*Document segment*:
I don't mean to be a major downer but since you asked, there is one major negative that my little rescue brought - we basically got evicted. Our one year lease has rolled over to month-to-month, and we were on the second floor of an old building with hardwood floors. The guy below us complained about the noise, but directly to the landlord instead of to us. Without much warning they "terminated our lease" (so technically not an eviction but we had 30 days to find a new place). I am now super careful to only pick apartments where I am on the first floor (then again now I live in SF where there are more renters' rights).
posted by radioamy at 4:45 PM on December 16, 2013


Comedian Bill Burr has a couple of anecdotes in his act about owning a dog and how it changed his lifestyle.
(NSFW language; the dog sentiments are accurate but the comedy is not to everyone's taste)
posted by ceribus peribus at 4:59 PM on December 16, 2013


One other thing to echo AllieTessKipp, dogs have seriously varied personalities.

I've had two golden retrievers. One thought I was queen of the universe, the best person ever, and her whole body would wag with joy and squeal when she saw me. She needed constant petting, could care less about toys, food or playing with other dogs, and was very mellow.

(Records in a dataset)
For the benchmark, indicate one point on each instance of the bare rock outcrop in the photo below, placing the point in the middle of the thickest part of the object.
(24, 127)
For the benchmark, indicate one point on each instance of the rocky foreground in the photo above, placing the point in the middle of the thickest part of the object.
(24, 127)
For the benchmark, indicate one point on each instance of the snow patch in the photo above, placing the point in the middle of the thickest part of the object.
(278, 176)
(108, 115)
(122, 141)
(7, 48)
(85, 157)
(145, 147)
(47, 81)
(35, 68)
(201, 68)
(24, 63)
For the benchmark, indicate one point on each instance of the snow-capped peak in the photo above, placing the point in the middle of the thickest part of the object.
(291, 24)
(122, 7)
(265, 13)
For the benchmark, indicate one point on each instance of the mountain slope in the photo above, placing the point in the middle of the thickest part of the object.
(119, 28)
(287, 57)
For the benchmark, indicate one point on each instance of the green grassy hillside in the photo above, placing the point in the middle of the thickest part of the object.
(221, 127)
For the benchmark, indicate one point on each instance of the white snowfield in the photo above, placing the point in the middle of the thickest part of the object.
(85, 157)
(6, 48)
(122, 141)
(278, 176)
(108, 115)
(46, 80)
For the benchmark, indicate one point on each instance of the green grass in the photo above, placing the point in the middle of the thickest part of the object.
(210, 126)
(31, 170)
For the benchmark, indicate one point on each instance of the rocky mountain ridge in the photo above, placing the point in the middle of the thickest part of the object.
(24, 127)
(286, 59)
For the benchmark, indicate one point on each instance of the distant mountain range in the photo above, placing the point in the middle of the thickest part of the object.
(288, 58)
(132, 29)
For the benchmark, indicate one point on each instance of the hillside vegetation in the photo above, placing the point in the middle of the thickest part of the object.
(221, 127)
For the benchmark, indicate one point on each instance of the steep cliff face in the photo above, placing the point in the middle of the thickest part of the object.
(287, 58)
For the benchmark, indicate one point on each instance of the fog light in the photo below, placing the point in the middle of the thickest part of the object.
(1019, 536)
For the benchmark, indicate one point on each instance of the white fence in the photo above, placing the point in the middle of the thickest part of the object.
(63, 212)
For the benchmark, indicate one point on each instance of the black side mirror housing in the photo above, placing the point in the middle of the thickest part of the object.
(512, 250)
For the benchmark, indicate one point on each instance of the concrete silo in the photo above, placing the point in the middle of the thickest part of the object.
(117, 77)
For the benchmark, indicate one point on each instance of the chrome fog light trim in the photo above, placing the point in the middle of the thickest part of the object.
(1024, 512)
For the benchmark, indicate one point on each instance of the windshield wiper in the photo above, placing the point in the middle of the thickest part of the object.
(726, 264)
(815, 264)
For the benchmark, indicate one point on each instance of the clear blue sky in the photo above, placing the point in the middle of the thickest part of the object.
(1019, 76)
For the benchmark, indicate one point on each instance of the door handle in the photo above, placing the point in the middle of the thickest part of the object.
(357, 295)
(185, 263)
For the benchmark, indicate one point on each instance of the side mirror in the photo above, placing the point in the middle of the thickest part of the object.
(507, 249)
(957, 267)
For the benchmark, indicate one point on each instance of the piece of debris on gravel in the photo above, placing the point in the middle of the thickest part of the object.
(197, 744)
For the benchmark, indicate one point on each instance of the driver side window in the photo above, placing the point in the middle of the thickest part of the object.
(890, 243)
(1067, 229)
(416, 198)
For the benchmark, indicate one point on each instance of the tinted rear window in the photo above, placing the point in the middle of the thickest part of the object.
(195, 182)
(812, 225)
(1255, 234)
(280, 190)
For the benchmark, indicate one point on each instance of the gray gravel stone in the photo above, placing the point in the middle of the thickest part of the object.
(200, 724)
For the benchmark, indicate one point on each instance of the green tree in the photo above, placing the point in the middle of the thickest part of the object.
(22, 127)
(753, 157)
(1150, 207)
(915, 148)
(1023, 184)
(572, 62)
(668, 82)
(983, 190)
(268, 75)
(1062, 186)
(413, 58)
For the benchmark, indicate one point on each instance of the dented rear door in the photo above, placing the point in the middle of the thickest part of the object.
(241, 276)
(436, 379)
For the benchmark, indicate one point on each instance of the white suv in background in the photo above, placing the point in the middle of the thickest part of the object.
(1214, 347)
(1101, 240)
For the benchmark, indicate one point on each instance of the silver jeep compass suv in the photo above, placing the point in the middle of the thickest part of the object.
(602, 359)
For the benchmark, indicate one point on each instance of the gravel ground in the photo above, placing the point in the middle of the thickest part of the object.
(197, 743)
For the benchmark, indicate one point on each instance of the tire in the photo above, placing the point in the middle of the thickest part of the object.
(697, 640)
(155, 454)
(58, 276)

*Work task*: Retype the comments on owning a dog between "One other thing" and "was very mellow.", inclusive.

*Exercise result*:
One other thing to echo AllieTessKipp, dogs have seriously varied personalities.

I've had two golden retrievers. One thought I was queen of the universe, the best person ever, and her whole body would wag with joy and squeal when she saw me. She needed constant petting, could care less about toys, food or playing with other dogs, and was very mellow.